TASKS TO COMPLETE ▸
A. On the schema evolution page, what schema is assumed for anything that lacks one?
B. Translate this sentence from the schema evolution page into Spanish: "The schema begins with 1 and is incremented each time the specification changes."
C. Reproduce word for word the passage of the schema evolution page starting with "The way to make" and going on through "schema of 1.".

Skip to content

Schema Evolution

Mark Feit edited this page Mar 27, 2018 · 2 revisions

This page covers test specifications because they're the most involved, but the same techniques apply to everything.

Why Schemas Need to Evolve

Say there's a test specification that starts life looking like this:

{
    "old-thing": "foo"
}

Time passes and one of the tools adds a feature that needs to become part of the test. The parameter for that feature might be called new-thing:

{
    "old-thing": "foo",
    "new-thing": "bar"
}

Older versions of the plugin can't simply ignore the extra parameters. For one, their JSON validators don't recognize the new-thing parameter and will treat with the same lack of validity as, say, ham-sandwich. For another, the submitter of a task will expect the plugin(s) to do whatever the new parameter directs. The only way to make sure the parameter is universally-accepted is to upgrade every instance of the plugin on the planet before it is used, which is not a practical alternative.

Schema Numbering

The way to make sure a given installation of pScheduler can handle changes to task specifications is to give each revision a number. This number is called a schema number and is, by convention, represented in JSON as a numeric pair called schema. The schema begins with 1 and is incremented each time the specification changes. To simplify the creation of JSON for the large number of items in the system that are unlikely to ever change, anything missing a schema is assumed to have a schema of 1.

Note that objects nested within the JSON may have different schemas:

{   
    "schema": 1,
    "test": {
        "type": "mytest",
        "spec": {
            "schema": 2,
            "old-thing": "foo",
            "new-thing": "bar"
        }
    }
}

This is usually done an outer object, such as the task specification above, has sections such as spec which can contain any valid JSON and other parts of the system such as plugins are used to validate them.

Development Practices for Handling Multiple Schemas

Validation

All of the JSON processed by pScheduler, at the core and in its plugins, is validated using JSON Schema. The validator original version of our strawman test specification would look like this:

{
    ...

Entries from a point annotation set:
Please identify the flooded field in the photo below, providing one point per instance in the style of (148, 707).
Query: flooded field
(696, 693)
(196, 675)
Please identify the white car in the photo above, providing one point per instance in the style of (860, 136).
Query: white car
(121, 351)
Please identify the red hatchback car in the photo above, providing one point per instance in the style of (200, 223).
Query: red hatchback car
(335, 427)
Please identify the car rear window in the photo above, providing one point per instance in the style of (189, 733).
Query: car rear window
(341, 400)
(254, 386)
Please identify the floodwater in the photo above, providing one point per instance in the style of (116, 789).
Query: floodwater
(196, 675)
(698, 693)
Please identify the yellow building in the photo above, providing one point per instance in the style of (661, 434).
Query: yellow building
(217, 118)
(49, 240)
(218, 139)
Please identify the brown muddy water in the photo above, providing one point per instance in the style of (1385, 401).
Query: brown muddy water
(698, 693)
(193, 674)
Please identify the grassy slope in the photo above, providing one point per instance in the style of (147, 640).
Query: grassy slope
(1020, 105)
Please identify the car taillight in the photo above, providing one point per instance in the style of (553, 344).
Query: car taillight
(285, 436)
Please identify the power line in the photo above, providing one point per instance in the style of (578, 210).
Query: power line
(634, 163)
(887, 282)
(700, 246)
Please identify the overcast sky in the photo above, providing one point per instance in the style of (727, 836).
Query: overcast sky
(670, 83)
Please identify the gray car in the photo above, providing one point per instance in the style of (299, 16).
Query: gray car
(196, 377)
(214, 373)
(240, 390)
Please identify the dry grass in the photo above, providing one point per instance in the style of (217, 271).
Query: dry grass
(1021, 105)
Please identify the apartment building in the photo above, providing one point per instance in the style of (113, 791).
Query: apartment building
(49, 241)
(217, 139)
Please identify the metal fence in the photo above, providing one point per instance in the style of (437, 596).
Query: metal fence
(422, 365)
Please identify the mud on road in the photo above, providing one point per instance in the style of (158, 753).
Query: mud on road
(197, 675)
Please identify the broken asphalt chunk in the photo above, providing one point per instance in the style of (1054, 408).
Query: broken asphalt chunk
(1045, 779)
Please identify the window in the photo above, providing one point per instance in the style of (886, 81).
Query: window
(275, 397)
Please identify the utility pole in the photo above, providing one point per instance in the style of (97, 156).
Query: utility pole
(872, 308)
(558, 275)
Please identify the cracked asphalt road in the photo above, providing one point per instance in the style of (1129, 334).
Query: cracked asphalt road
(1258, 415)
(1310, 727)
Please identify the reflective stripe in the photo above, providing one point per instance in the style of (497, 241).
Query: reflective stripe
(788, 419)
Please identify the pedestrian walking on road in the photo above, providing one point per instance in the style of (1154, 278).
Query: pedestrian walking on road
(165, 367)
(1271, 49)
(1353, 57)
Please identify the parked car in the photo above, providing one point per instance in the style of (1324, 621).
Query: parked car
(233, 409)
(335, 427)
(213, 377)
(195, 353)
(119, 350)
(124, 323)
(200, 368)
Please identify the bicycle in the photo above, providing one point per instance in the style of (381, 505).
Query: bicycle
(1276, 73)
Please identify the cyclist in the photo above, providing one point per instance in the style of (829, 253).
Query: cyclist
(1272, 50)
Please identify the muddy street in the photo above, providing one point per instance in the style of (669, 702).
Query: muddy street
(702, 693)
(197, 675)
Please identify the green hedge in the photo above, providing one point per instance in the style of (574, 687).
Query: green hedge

EXPECTED ANSWERS ▸
A. A schema of 1.

B. El esquema comienza en 1 y se incrementa cada vez que cambia la especificación.

C.
The way to make sure a given installation of pScheduler can handle changes to task specifications is to give each revision a number. This number is called a schema number and is, by convention, represented in JSON as a numeric pair called schema. The schema begins with 1 and is incremented each time the specification changes. To simplify the creation of JSON for the large number of items in the system that are unlikely to ever change, anything missing a schema is assumed to have a schema of 1.